**The tasks**:
1. Return the stretch of the Artesa chickpea flour article from "MORRISTOWN, N.J. —" through "and formulating functionality.", copied word for word.
2. Write the next part of the Artesa chickpea flour article, picking up after its final sentence.
— START Text section —
MORRISTOWN, N.J. — New Artesa chickpea flour delivers a taste profile similar to premium wheat flours, along with similar mouthfeel and texture characteristics, according to Nutriati, Inc., Richmond, Va., and its exclusive commercialization partner, PLT Health Solutions, Morristown, N.J. The two companies launched the flour for the North American market Feb. 8.

Artesa flour addresses issues that have affected other pulse/legume flours negatively, including taste, sensory characteristics and formulating functionality.

Devin Stagg, PLT Health Solutions
Devin Stagg, c.o.o. of PLT Health Solutions

“Flours made from pulses and legumes have a great deal to offer consumers from a health standpoint, and yet they have failed to become mainstream, primarily because of organoleptic issues, chief of which is taste,” said Devin Stagg, chief operating officer of PLT Health Solutions. “Today, taste, or sensory experience, continues its reign as the No. 1 driver of consumer food choice. The Artesa project has had as its goal bringing the nutrition and sustainability of pulse flours to a broad public by directly addressing the issues of taste and final product quality. Our initial work with leading companies in the food industry has demonstrated that we have achieved these goals.”
— END Text section —
— START Information supplied —
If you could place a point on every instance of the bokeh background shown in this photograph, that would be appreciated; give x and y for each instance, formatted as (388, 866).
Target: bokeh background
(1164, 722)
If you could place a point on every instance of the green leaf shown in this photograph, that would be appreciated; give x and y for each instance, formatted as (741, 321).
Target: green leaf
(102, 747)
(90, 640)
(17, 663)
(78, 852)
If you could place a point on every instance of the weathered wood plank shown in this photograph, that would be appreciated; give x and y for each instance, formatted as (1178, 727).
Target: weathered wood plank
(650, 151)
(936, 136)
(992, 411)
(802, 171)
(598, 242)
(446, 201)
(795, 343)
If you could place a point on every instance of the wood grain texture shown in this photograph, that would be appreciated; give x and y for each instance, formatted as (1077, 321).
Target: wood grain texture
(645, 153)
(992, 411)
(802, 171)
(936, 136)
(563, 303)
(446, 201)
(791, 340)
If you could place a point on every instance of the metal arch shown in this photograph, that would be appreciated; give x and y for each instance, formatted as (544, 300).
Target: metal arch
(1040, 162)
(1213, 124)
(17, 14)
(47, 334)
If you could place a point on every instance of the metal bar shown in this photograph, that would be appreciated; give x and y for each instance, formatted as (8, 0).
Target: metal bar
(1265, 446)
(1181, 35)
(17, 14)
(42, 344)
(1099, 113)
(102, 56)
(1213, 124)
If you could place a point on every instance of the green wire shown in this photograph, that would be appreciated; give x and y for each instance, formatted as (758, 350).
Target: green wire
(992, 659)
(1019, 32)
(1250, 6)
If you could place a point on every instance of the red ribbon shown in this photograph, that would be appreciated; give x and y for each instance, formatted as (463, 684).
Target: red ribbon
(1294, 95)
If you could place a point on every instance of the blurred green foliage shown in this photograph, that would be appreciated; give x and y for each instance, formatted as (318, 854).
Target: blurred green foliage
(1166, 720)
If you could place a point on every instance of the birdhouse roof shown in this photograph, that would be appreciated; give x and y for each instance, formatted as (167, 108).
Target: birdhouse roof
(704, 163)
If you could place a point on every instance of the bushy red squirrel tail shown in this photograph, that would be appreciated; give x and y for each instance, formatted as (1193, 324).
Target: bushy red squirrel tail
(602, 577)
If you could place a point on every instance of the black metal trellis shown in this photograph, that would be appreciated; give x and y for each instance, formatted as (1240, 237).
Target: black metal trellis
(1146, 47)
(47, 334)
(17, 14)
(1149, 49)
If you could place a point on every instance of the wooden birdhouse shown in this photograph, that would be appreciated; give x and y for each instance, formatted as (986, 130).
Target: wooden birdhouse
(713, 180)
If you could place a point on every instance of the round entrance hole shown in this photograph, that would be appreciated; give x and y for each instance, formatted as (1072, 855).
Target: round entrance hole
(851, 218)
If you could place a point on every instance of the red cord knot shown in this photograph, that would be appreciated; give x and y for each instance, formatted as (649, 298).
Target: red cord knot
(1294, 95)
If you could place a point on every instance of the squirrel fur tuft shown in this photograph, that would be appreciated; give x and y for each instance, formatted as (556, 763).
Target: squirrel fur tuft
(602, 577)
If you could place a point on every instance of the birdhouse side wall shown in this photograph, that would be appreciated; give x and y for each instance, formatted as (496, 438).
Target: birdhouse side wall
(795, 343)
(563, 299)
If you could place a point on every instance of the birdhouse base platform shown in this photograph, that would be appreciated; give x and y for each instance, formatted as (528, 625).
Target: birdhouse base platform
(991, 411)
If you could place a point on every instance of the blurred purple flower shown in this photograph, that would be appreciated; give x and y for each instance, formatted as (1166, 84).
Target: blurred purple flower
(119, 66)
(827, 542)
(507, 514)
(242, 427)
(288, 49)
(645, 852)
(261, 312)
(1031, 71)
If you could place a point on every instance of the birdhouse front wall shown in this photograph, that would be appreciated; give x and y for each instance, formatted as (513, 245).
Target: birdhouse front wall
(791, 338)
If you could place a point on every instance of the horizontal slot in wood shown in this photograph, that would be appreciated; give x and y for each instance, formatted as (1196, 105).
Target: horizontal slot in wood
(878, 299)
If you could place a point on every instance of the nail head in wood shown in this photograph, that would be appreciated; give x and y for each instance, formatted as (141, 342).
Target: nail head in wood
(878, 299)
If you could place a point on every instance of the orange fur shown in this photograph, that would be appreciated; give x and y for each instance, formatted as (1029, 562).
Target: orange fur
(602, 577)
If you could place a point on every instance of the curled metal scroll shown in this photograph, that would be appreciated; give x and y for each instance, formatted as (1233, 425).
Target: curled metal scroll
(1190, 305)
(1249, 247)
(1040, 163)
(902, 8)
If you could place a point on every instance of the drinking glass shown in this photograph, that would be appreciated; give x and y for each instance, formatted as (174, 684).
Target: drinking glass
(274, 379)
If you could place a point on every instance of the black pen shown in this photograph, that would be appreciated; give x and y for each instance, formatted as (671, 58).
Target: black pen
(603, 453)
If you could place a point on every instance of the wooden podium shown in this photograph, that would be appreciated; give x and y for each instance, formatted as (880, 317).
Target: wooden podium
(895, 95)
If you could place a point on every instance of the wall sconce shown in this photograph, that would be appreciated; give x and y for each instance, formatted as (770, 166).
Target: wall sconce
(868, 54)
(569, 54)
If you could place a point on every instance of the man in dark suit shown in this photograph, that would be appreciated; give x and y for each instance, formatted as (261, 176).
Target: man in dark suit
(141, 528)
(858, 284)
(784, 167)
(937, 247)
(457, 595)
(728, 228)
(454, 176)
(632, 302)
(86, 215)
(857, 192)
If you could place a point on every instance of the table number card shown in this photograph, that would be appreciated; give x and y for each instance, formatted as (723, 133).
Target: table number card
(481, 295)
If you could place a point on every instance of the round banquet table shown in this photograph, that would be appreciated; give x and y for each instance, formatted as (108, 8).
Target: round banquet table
— END Information supplied —
**Answers**:
1.
MORRISTOWN, N.J. — New Artesa chickpea flour delivers a taste profile similar to premium wheat flours, along with similar mouthfeel and texture characteristics, according to Nutriati, Inc., Richmond, Va., and its exclusive commercialization partner, PLT Health Solutions, Morristown, N.J. The two companies launched the flour for the North American market Feb. 8.

Artesa flour addresses issues that have affected other pulse/legume flours negatively, including taste, sensory characteristics and formulating functionality.

2.
Artesa flour can work as the principal ingredient in gluten-free bread, said Michael Spinelli, co-founder and chief technology officer for Nutriati. Gluten-free bread manufacturers tried the flour in bread and were pleased, he said. They could spread peanut butter on the bread without tearing the bread, he said.

Co-Founder and Chief Innovation Officer Michael Spinelli in Nutriati’s new Applications Technical Center at the company’s headquarters outside of Richmond, VA
Co-founder and chief innovation officer Michael Spinelli in Nutriati’s new Applications Technical Center at the company’s headquarters outside of Richmond, Va.
 

Artesa chickpea flour has a fine particle size and a neutral taste, not earthy or beany. Nutriati cleaned up the flavor profile through fractionization, which removed much of the oil. The flour has a neutral, white color.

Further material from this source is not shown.